* [The exercise] Print the stretch of the tribute to Prof. Chris Lukorito Wanjala from "Originality/Value: Prof. Wanjala's" through "his written words.", reproducing it word for word.

Education Tomorrow
Volume 7 (2020)
Education Tomorrow
Volume 7 (2020)
ISSN (Online): 2523-1588 | ISSN (Print): 2523-157X
Published by Kipchumba Foundation
Open Access Article
CC BY 4.0
DOI: https://doi.org/10.5281/zenodo.19571297

Prof. Chris Lukorito Wanjala: Walking, Working but Mourning – A Personal Tribute

Joseph Wangila Makhakha
Oginga Odinga University of Science and Technology
Corresponding Author:
ORCID iD:

Abstract

Purpose: This paper is a personal and scholarly tribute to the late Prof. Chris Lukorito Wanjala, reflecting on his profound influence as a mentor, a "walking archive" of African literature, and a dedicated cultural worker. It seeks to memorialize his pedagogical style, his collaborative spirit, and his unfinished intellectual projects through the intimate lens of a student and research assistant.

Theoretical Framework: The narrative is framed by autoethnography and the tradition of intellectual biography, positioning the author's personal experiences as critical data for understanding the impact of a major African literary figure beyond his published works.

Methodology: The study draws on direct personal interaction, collaborative work, and participatory observation spanning several years, offering an insider's perspective on Prof. Wanjala's working methods, mentorship, and enduring legacy.

Findings: The tribute reveals Prof. Wanjala as an educator who taught through immersion and experience, a meticulous researcher dedicated to documenting Kenyan lives, and a generous mentor who cultivated a "gang" of young scholars. His personal history, including the origin of his name "Lukorito" (from 'recruit'), mirrored his own practice of recruiting successors.

Originality/Value: Prof. Wanjala's legacy is not only enshrined in his publications but also lives on in the scholars he mentored and the vast, collaborative projects he initiated. His passing represents the loss of a father-figure in the Kenyan literary world, a living library whose personal guidance was as invaluable as his written words.

Keywords: Chris Wanjala, Intellectual Legacy, Mentorship, Autoethnography, African Literary Criticism, Oral History, Kenyan Literature

Prologue: A Personal Loss

"When your father dies, say the Irish, you lose your umbrella against bad weather,
When your father dies, say the Russians, he takes away your childhood with him...
What matters at the moment of his death is that he was your father, your one and only" (Schmich, n.d.).
Chris Lukorito Wanjala (Prof.) died. I lost a father.

1. The Encounter: Meeting a "Walking Archive"

Meeting Prof. Wanjala was the best encounter of my life, only second to salvation. As a postgraduate student at the University of Nairobi in 2013, I met him in his "Critical Perspective of African Literature" course. He was a "walking archive"; he carried no textbooks, only a new notebook and a pen. His lectures were not recitations but live intellectual excavations, punctuated by names like Roscoe, Taban lo Liyong, and Okot p'Bitek (Wanjala, 1980). His teaching extended beyond the classroom, as he would often lead us across the street to attend art launches and literary festivals like Sanaa, where he was a guest speaker. We learned not just from texts, but from the living culture he embodied.

[Coordinate labeling data]
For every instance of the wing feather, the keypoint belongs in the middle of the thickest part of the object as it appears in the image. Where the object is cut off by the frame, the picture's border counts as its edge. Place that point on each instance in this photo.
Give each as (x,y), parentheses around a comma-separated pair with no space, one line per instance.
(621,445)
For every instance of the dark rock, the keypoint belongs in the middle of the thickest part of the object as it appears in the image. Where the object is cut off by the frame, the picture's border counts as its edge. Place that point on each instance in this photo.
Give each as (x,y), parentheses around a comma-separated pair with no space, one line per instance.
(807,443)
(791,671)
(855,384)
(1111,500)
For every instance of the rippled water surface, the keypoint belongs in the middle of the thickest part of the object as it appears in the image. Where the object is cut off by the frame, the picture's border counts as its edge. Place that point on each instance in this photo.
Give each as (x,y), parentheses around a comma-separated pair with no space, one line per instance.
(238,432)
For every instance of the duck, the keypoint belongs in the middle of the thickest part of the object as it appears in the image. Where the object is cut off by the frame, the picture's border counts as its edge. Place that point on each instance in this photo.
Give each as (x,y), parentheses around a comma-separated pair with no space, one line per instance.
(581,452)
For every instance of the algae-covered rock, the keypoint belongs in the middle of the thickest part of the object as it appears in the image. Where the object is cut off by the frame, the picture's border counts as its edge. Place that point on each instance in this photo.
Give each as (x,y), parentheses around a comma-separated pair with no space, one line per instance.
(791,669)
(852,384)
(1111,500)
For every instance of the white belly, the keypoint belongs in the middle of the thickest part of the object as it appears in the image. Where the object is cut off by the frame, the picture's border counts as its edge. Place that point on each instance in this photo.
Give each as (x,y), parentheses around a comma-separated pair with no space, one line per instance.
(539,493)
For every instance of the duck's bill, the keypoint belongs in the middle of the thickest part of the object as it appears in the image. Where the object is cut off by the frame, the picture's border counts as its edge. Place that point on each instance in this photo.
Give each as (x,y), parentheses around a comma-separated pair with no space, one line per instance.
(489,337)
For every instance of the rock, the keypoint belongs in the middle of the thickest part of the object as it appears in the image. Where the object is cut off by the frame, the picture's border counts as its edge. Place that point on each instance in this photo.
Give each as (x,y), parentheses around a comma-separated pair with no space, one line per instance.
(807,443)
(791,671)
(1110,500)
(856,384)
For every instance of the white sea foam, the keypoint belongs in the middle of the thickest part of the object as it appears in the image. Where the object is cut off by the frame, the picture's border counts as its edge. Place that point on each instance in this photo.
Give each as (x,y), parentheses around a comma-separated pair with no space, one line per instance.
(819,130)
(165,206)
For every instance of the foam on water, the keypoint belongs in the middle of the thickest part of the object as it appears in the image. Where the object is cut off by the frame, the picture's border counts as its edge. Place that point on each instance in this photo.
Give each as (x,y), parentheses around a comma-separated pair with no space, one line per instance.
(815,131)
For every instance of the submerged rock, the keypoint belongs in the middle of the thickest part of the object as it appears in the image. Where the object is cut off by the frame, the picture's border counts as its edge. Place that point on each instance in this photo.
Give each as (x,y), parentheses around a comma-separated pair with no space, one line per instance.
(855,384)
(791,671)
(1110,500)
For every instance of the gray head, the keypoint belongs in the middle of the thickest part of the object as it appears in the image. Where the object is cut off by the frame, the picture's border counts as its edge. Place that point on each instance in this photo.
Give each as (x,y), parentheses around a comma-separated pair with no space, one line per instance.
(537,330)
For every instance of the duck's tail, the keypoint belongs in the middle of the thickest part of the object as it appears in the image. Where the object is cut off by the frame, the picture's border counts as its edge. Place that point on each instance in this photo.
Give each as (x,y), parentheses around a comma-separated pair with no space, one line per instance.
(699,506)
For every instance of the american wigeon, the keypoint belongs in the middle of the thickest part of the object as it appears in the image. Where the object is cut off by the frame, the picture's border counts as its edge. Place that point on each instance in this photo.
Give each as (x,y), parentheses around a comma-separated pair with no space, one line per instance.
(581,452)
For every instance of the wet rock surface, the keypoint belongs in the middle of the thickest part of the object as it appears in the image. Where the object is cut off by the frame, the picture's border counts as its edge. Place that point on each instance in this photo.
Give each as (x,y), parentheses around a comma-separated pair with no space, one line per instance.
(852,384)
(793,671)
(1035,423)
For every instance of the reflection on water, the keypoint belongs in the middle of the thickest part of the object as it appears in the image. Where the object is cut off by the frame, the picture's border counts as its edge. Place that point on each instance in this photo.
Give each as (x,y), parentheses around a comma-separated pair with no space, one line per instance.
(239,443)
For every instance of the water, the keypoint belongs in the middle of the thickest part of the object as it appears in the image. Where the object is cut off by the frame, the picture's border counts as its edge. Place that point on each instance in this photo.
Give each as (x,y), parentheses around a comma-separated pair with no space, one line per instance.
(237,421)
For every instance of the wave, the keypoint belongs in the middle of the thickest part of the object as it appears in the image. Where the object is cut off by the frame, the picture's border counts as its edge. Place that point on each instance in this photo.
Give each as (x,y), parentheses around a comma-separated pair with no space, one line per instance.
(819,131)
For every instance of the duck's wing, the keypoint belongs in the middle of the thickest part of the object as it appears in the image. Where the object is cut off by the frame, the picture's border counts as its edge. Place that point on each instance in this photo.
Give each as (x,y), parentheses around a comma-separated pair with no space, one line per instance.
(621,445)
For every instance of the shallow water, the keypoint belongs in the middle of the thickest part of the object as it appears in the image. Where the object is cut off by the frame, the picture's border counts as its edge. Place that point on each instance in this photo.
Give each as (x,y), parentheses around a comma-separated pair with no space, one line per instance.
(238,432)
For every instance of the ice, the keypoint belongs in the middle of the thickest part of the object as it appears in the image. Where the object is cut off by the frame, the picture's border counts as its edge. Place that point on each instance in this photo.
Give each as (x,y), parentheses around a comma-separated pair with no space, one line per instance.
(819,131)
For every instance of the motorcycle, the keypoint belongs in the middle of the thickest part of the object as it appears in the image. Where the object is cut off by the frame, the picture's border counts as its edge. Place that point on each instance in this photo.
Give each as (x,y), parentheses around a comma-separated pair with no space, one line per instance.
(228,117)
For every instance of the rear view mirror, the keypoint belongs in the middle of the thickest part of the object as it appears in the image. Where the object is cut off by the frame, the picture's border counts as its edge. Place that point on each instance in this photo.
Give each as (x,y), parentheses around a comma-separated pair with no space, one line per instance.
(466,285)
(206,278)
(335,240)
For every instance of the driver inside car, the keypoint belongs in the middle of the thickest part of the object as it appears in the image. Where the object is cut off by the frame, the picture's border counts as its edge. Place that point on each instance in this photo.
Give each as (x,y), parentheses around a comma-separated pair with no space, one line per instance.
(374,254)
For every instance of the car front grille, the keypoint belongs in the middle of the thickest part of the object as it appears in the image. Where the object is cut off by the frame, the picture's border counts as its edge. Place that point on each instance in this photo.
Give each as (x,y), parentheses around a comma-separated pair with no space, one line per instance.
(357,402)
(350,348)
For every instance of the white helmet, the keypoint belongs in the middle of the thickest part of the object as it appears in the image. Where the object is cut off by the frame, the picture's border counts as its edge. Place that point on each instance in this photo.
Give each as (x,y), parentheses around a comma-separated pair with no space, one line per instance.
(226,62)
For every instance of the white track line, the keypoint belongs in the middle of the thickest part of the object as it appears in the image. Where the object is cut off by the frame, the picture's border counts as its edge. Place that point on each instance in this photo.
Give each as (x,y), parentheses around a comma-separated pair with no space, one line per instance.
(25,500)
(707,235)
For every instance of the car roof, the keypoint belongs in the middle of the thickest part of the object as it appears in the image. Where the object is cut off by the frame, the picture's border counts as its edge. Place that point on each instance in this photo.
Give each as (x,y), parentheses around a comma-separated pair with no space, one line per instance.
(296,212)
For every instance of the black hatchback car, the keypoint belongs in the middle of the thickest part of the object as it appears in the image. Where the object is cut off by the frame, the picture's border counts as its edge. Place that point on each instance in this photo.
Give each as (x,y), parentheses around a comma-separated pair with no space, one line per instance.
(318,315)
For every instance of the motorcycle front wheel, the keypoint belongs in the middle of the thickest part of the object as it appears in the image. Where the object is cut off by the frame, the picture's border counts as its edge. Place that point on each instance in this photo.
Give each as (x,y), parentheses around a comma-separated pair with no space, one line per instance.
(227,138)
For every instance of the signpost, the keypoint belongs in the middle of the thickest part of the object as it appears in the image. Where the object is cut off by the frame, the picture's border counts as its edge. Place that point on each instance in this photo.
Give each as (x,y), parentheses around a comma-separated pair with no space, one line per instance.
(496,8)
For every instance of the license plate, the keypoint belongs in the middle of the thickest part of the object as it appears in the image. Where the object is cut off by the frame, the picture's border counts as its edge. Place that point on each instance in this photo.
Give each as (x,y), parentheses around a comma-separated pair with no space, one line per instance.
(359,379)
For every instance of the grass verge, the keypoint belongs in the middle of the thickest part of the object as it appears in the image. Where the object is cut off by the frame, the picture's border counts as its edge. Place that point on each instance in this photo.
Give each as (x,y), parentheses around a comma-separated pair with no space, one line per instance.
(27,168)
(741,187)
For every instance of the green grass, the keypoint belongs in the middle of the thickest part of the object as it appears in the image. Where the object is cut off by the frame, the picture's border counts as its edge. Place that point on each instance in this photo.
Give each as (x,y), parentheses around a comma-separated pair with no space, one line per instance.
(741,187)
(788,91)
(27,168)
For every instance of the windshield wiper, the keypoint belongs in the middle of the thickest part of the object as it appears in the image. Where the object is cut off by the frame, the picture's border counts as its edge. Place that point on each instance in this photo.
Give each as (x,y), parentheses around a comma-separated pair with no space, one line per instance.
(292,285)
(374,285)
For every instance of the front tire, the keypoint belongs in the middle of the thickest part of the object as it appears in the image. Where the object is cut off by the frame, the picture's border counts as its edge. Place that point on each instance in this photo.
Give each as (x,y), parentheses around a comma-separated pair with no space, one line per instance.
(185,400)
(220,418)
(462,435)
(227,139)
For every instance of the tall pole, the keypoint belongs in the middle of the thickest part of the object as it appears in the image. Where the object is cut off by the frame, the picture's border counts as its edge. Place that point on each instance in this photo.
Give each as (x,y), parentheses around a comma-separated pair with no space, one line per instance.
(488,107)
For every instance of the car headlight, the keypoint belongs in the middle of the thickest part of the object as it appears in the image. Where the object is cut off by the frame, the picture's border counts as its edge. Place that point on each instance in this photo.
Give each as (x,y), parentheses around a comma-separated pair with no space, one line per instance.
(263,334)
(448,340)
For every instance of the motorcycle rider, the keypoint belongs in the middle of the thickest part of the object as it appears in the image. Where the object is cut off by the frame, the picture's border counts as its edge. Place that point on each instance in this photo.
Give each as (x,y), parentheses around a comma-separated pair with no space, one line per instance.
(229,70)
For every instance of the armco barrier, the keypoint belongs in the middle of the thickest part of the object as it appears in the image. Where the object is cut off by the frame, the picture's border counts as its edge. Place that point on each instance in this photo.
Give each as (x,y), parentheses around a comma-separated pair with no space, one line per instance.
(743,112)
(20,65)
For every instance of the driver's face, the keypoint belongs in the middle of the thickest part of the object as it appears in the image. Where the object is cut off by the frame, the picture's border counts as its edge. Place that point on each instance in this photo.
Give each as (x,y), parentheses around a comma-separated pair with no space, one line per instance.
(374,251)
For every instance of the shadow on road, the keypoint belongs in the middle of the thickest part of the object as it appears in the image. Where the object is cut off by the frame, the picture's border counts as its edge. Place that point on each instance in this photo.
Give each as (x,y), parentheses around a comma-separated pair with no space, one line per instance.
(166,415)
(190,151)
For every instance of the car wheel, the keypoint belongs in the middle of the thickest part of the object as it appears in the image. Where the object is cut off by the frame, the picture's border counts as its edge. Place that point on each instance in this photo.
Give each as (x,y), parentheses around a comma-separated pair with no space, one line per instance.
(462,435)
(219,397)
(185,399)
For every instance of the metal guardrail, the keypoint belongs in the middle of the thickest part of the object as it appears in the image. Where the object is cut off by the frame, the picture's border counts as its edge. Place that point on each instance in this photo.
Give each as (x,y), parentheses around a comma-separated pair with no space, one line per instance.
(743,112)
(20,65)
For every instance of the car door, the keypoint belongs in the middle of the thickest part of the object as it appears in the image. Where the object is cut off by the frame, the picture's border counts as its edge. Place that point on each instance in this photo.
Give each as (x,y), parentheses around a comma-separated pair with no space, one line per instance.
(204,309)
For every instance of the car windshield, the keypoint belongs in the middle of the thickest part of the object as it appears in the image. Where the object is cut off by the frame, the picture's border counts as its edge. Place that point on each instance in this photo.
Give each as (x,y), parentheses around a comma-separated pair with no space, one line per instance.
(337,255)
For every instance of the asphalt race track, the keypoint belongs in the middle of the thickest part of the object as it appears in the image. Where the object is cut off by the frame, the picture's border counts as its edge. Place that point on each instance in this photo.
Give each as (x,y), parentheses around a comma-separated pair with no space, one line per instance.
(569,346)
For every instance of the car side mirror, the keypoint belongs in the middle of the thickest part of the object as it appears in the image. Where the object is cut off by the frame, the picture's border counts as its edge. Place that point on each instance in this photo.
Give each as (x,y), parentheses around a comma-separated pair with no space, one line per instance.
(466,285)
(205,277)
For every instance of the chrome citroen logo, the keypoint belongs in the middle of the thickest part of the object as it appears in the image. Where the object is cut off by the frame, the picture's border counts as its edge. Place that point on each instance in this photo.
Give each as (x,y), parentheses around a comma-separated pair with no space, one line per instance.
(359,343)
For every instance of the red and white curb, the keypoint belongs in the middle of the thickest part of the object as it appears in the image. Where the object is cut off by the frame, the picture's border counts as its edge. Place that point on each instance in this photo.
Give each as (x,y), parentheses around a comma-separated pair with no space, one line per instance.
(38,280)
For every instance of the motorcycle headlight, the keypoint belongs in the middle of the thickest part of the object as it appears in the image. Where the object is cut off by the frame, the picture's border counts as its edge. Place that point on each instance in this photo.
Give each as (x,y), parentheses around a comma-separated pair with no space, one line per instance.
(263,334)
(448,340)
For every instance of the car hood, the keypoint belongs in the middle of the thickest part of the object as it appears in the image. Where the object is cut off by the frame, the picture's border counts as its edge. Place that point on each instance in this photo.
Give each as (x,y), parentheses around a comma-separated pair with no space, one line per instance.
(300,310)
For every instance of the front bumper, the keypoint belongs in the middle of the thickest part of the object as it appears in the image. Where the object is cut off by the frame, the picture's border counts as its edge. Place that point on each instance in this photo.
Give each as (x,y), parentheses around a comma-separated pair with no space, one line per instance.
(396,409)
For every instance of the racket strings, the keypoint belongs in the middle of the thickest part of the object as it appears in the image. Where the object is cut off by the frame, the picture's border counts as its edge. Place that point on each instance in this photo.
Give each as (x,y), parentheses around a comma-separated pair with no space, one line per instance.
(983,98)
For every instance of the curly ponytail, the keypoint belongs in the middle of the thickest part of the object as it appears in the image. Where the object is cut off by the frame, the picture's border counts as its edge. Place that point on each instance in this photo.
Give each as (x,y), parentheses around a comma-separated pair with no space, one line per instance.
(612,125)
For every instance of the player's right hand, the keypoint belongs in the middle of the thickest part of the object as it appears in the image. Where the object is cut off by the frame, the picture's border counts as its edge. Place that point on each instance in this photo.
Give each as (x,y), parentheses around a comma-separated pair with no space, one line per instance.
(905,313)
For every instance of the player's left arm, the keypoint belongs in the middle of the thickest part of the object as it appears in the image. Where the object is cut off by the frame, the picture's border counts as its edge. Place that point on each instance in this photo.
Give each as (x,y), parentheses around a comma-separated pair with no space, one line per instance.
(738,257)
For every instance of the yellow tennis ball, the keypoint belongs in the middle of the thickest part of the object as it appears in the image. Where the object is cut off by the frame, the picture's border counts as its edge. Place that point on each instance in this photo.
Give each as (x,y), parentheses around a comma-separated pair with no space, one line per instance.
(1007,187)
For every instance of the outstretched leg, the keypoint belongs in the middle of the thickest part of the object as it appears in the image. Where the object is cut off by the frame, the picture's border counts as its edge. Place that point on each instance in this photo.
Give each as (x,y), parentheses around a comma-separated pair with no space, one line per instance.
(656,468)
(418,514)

* [Correct result]
Originality/Value: Prof. Wanjala's legacy is not only enshrined in his publications but also lives on in the scholars he mentored and the vast, collaborative projects he initiated. His passing represents the loss of a father-figure in the Kenyan literary world, a living library whose personal guidance was as invaluable as his written words.